Bletchley Park not under threat, says head

But the roof needs fixing.

It shortened World War II by years and saved countless thousands of lives, but now the UK’s famous code-breaking centre of Bletchley Park has been gripped by a financial crisis of historic proportions. Or has it?

The Milton-Keynes-based computing museum says it faces a £1 million ($2 million) bill to repair the roof on its main Victorian mansion building, while some of the huts in which Axis codes were once deciphered by world famous mathematicians are said to be falling apart.

Its management – who point out that the centre consumes no public subsidy of any kind – are on the hunt for more funding, with the Heritage Lottery Fund in their sites. Otherwise, the museum depends on selling conference facilities, hosting weddings, and persuading the public to turn up and buy tickets for tours. The latter has been going well – visitor numbers are up 40 percent in two years.

So tight is money said to be that Bletchley Park’s public relations company even trumpets the fact that it carries out its services for nothing, an unheard of concession in the industry that normally prides itself on sky-high fees.

:: Items ::

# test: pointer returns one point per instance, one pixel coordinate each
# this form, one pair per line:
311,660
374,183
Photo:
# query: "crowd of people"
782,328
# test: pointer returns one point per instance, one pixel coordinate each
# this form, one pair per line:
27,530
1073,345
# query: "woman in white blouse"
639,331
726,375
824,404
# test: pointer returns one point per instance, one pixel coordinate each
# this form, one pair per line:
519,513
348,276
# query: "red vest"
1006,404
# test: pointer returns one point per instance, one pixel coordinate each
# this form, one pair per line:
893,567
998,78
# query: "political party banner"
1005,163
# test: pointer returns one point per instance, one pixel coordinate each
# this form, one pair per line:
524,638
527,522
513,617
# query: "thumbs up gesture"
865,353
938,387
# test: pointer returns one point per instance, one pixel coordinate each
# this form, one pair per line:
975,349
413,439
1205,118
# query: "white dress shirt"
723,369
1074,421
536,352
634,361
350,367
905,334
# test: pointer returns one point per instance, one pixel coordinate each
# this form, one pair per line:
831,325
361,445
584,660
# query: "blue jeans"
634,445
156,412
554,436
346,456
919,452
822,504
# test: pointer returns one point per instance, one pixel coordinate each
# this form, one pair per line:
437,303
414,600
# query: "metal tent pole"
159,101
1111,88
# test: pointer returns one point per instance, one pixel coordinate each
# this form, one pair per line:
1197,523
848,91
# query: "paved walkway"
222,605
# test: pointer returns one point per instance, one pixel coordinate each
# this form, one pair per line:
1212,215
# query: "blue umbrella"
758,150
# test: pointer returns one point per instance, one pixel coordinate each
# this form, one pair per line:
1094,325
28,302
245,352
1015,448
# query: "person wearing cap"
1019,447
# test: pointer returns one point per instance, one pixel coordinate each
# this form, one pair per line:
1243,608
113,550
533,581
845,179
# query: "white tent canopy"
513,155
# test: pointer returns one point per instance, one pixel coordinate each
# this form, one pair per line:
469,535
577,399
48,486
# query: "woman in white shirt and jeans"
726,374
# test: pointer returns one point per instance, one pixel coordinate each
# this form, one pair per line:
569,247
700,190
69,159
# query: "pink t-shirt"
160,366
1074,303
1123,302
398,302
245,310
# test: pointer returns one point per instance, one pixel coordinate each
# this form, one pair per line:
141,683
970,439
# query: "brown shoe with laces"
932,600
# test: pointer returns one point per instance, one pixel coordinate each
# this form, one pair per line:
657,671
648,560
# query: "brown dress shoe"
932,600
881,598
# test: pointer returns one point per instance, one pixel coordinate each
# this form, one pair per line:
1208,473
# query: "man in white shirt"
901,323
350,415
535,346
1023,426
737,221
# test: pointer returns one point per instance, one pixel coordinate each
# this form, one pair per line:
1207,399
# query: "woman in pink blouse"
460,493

:: Exercise instructions ::
**A.** Answer these questions from the Bletchley Park article:
(i) How much does the museum say it will cost to repair the roof of its main mansion building?
(ii) By how much have visitor numbers grown, and over what period?
(iii) What does Bletchley Park's public relations company charge for its services?
**B.** Which lines of the listing contain the word "shirt"? Copy each of them, treating uppercase and lowercase as different.
The Bletchley Park article and the listing have nothing to do with each other.

:: Task responses ::
**A.**
(i) £1 million ($2 million)
(ii) 40 percent in two years
(iii) Nothing

**B.**
# query: "white dress shirt"
# query: "woman in white shirt and jeans"
# query: "pink t-shirt"
# query: "man in white shirt"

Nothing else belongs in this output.